SUPPORTER'S ARGUMENT FOR VOTING YES:Rep. REYES: This legislation goes a long way towards strengthening oversight of the intelligence community, which the President seems to consistently want to fight. That's why the President vetoed it. He wants the authority to do whatever he wants, in secret, with no oversight or authorization or without any checks and balances. Well, I don't agree. The Constitution gives us a role in this process. We do have a say in what the intelligence community does. That's why we need to override this veto.

OPPONENT'S ARGUMENT FOR VOTING NO:Rep. HOEKSTRA: This bill fails to give the intelligence community the tools that it needs to protect the American people from radical jihadists. The debate on this authorization bill is not about a single issue, [waterboarding], as some would have you believe. It is about the need to ensure that we give the right tools to our intelligence professionals in this time of enhanced threat.

LEGISLATIVE OUTCOME:Veto override failed, 225-188 (2/3rds required)

Bill Veto override on H.R. 2082 ; vote number 08-HR2082 on Mar 11, 2008

Voted YES on restricting no-bid defense contracts.

  1. Improving the Quality of Contracts--to restrict the contract period of noncompetitive contracts to the minimum period necessary to meet urgent requirements; and not more than one year unless the the government would be seriously injured.
  2. Increasing Contract Oversight--to make publicly available (on websites) justification documents for using noncompetitive contract procedures.

[Extracted entries]:
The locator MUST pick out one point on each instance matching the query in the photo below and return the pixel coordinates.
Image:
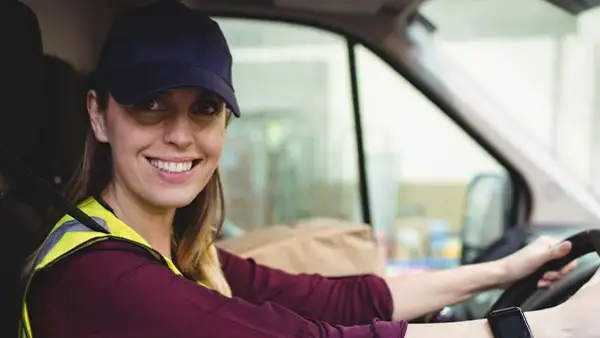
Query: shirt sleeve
(352, 300)
(114, 289)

[What the task asks]:
Reproduce the voting-record text above word for word, in full.

[Written answer]:
SUPPORTER'S ARGUMENT FOR VOTING YES:Rep. REYES: This legislation goes a long way towards strengthening oversight of the intelligence community, which the President seems to consistently want to fight. That's why the President vetoed it. He wants the authority to do whatever he wants, in secret, with no oversight or authorization or without any checks and balances. Well, I don't agree. The Constitution gives us a role in this process. We do have a say in what the intelligence community does. That's why we need to override this veto.

OPPONENT'S ARGUMENT FOR VOTING NO:Rep. HOEKSTRA: This bill fails to give the intelligence community the tools that it needs to protect the American people from radical jihadists. The debate on this authorization bill is not about a single issue, [waterboarding], as some would have you believe. It is about the need to ensure that we give the right tools to our intelligence professionals in this time of enhanced threat.

LEGISLATIVE OUTCOME:Veto override failed, 225-188 (2/3rds required)

Bill Veto override on H.R. 2082 ; vote number 08-HR2082 on Mar 11, 2008

Voted YES on restricting no-bid defense contracts.

  1. Improving the Quality of Contracts--to restrict the contract period of noncompetitive contracts to the minimum period necessary to meet urgent requirements; and not more than one year unless the the government would be seriously injured.
  2. Increasing Contract Oversight--to make publicly available (on websites) justification documents for using noncompetitive contract procedures.